= Parts of the exercise =
[1] In the passage on OMA's Palermo Atlas, what kind of firm did Manifesta invite as its creative mediator for the first time?
[2] From the passage on OMA's Palermo Atlas, extract the text word for word from "OMA: Palermo Atlas" to "for the city.".

OMA: Palermo Atlas

The urban study by OMA serves both as a blueprint for Palermo and as a research framework to ensure that Manifesta 12 achieves a long-term impact for the city.

OMA, Palermo Atlas
Titled Palermo Atlas, the urban study by OMA is the foundational step of Manifesta 12, serving both as a blueprint for Palermo to plan its future and as a research framework to ensure that Manifesta 12 achieves a long-term impact for the city and its citizens. Palermo Atlas represents a novel creative mediation model proposed by Manifesta that focuses on transforming a nomadic art biennial into a sustainable platform for social change, rooted in holistic urban analysis and determined to leave a tangible legacy for every host city.

 

It is the first time that Manifesta has invited an architecture firm as the creative mediator, with the goal to provide outside expertise and a new perspective to the host city and find new ways to unlock its potential in collaboration with citizens and local grassroots organizations. As articulated in the foreword to the Palermo Atlas by Ippolito Pestellini Laparelli, the work takes its starting point from the awareness that there is no fixed way to approach or define Palermo.

= Data supplied =
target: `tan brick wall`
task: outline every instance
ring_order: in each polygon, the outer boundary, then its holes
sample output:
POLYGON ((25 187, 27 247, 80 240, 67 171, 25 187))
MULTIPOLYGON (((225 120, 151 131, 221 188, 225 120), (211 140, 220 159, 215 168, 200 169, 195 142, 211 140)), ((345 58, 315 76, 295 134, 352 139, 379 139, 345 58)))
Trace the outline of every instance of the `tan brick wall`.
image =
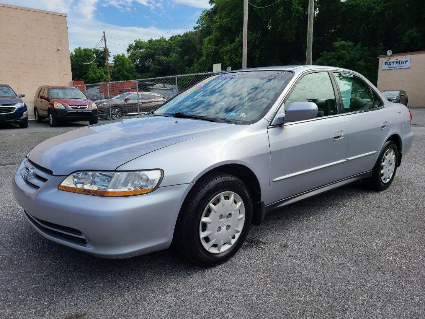
POLYGON ((395 70, 382 70, 382 61, 387 56, 379 58, 378 88, 401 89, 406 91, 409 107, 425 107, 425 52, 397 54, 391 59, 410 58, 410 68, 395 70))
POLYGON ((30 118, 39 86, 71 81, 66 15, 0 3, 0 83, 25 94, 30 118))

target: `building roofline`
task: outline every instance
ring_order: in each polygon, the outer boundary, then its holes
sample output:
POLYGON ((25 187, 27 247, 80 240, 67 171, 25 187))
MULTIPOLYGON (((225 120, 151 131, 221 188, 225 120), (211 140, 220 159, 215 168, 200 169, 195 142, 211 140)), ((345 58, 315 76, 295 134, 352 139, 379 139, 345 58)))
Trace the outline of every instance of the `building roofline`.
POLYGON ((21 10, 25 10, 27 11, 33 11, 35 12, 41 12, 42 13, 47 13, 48 14, 54 14, 55 15, 60 15, 62 17, 66 17, 66 14, 61 13, 61 12, 55 12, 53 11, 47 11, 45 10, 40 10, 40 9, 34 9, 32 8, 27 8, 26 7, 21 7, 19 6, 14 6, 12 4, 6 4, 6 3, 0 3, 0 7, 6 7, 6 8, 11 8, 14 9, 20 9, 21 10))
MULTIPOLYGON (((414 51, 413 52, 406 52, 405 53, 394 53, 391 54, 391 57, 400 57, 402 55, 411 55, 412 54, 425 54, 425 51, 414 51)), ((382 54, 380 55, 379 57, 388 57, 390 56, 388 54, 382 54)))

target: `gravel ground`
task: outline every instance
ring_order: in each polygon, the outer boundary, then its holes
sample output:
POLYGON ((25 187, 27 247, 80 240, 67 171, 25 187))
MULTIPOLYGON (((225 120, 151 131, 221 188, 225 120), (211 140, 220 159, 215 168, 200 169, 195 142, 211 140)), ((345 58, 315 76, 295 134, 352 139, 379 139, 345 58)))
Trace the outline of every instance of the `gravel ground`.
POLYGON ((170 250, 103 259, 45 239, 11 179, 31 147, 83 124, 0 127, 0 317, 425 317, 425 109, 391 187, 354 183, 267 215, 209 269, 170 250))

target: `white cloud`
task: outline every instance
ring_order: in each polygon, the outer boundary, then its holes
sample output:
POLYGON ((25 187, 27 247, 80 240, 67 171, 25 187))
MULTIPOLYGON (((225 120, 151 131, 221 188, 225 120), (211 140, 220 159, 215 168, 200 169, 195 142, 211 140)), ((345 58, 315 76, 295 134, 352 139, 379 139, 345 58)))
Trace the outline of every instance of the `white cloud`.
MULTIPOLYGON (((205 9, 210 8, 208 0, 0 0, 2 2, 17 6, 66 13, 68 15, 68 35, 70 50, 72 51, 79 46, 93 48, 100 40, 103 31, 106 33, 108 48, 112 54, 125 53, 127 46, 131 42, 115 39, 132 40, 146 39, 163 34, 168 37, 190 30, 192 24, 167 33, 167 30, 154 25, 157 23, 150 20, 153 25, 147 28, 136 26, 121 26, 102 22, 96 17, 97 8, 99 6, 112 6, 119 10, 131 11, 135 4, 141 4, 151 9, 156 9, 160 16, 168 17, 168 13, 163 7, 172 8, 178 5, 205 9)), ((99 44, 103 46, 103 41, 99 44)))

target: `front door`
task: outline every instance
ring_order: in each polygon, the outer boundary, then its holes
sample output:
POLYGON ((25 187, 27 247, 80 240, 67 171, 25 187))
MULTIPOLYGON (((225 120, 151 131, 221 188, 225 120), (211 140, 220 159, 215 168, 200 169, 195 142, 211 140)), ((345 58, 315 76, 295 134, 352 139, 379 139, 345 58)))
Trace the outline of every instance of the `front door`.
POLYGON ((377 95, 359 77, 334 72, 347 123, 346 160, 342 176, 370 171, 388 136, 391 123, 377 95))
POLYGON ((284 102, 310 102, 317 117, 268 129, 270 147, 270 204, 341 178, 347 140, 344 117, 337 115, 336 88, 327 71, 308 74, 284 102))

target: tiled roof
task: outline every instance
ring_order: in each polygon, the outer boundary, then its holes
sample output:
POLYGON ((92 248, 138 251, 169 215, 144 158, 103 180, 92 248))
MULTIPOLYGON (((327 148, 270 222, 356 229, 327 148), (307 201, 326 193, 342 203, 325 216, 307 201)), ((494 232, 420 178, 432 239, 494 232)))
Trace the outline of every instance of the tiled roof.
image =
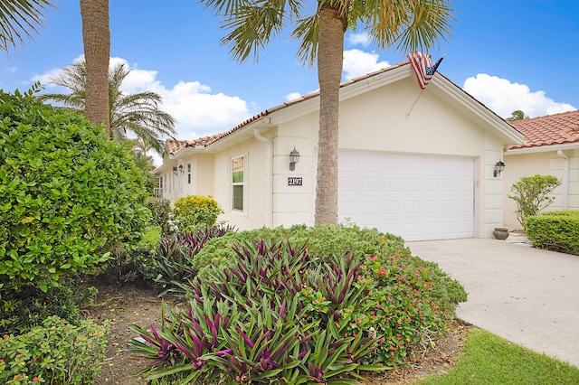
POLYGON ((525 136, 524 145, 513 145, 510 149, 579 142, 579 110, 515 120, 510 124, 525 136))
MULTIPOLYGON (((400 62, 398 64, 395 64, 395 65, 393 65, 393 66, 390 66, 390 67, 386 67, 386 68, 384 68, 382 70, 376 70, 375 72, 368 73, 368 74, 360 76, 358 78, 352 79, 351 80, 348 80, 348 81, 346 81, 346 82, 340 84, 340 88, 347 86, 347 85, 350 85, 350 84, 353 84, 353 83, 356 83, 356 82, 361 81, 361 80, 366 80, 368 78, 371 78, 373 76, 379 75, 381 73, 386 72, 387 70, 394 70, 394 68, 402 67, 403 65, 408 64, 408 63, 409 63, 409 61, 405 61, 400 62)), ((276 107, 273 107, 271 108, 266 109, 265 111, 261 111, 259 114, 253 116, 253 117, 244 120, 243 122, 240 123, 239 125, 235 126, 233 128, 230 129, 229 131, 225 131, 225 132, 223 132, 221 134, 213 135, 211 136, 200 137, 198 139, 194 139, 194 140, 167 139, 166 140, 166 147, 167 147, 168 153, 169 153, 169 155, 175 155, 177 152, 181 151, 185 147, 192 147, 192 146, 209 146, 209 145, 211 145, 213 143, 217 142, 219 139, 221 139, 221 138, 223 138, 224 136, 227 136, 228 135, 237 131, 238 129, 242 128, 243 127, 245 127, 248 124, 259 119, 260 117, 266 117, 269 114, 271 114, 271 113, 272 113, 274 111, 285 108, 286 107, 289 107, 289 106, 291 106, 291 105, 294 105, 294 104, 300 103, 300 102, 302 102, 304 100, 308 100, 308 99, 316 98, 318 96, 319 96, 319 91, 311 92, 309 94, 303 95, 300 98, 298 98, 296 99, 286 101, 283 104, 280 104, 280 105, 278 105, 276 107)))

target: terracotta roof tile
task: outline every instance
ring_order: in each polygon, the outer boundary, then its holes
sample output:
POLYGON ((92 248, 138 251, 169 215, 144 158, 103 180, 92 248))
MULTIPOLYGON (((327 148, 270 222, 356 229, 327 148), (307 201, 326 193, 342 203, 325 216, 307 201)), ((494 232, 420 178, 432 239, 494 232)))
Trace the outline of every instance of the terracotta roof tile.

= Worked solutions =
[1] An architecture firm.

[2]
OMA: Palermo Atlas

The urban study by OMA serves both as a blueprint for Palermo and as a research framework to ensure that Manifesta 12 achieves a long-term impact for the city.